*WHAT IS BEING ASKED:*
Take the records below and retype them line by line, from the first line through the one containing "box: [127, 103, 152, 137]"; stop there.

*Data extracted from a collection:*
--------------------

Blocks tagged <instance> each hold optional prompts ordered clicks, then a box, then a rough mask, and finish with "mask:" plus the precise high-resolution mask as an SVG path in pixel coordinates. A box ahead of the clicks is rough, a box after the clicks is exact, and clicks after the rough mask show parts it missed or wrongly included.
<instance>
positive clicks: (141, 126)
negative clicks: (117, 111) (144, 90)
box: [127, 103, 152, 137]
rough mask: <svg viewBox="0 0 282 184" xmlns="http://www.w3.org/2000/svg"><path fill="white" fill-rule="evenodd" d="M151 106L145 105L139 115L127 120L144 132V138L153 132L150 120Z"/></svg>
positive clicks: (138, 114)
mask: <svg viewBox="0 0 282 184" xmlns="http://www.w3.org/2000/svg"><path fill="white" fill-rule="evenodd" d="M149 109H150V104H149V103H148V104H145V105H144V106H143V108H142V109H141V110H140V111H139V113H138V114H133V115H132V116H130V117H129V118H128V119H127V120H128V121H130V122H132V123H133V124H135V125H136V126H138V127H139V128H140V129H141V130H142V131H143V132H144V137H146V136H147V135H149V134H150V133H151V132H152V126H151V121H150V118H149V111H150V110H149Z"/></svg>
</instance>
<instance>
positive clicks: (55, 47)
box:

--------------------

*EXERCISE RESULT:*
Blocks tagged <instance> each hold optional prompts ordered clicks, then a box, then a rough mask, and finish with "mask:" plus the precise high-resolution mask as an SVG path in pixel coordinates. A box ahead of the clicks is rough, a box after the clicks is exact, and clicks after the rough mask show parts it missed or wrongly included.
<instance>
positive clicks: (141, 126)
negative clicks: (117, 111) (144, 90)
box: [127, 103, 152, 137]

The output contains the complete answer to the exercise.